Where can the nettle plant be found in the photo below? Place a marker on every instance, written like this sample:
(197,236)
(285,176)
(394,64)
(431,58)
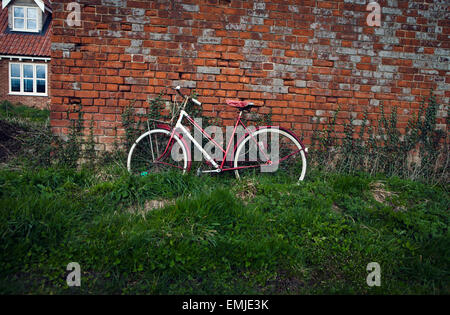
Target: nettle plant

[EXERCISE]
Render the data above as a Markdown table with the columns Row and Text, giving each line its row number and skipping blank lines. Leave the pictures out.

[SOLUTION FOR THIS TASK]
| Row | Text |
|---|---|
| 1 | Where can the nettle plant be found in the photo below? Place a marker on every instance, written like this sample: |
| 2 | (197,236) |
| 3 | (285,176) |
| 4 | (394,64) |
| 5 | (431,58) |
| 6 | Target: nettle plant |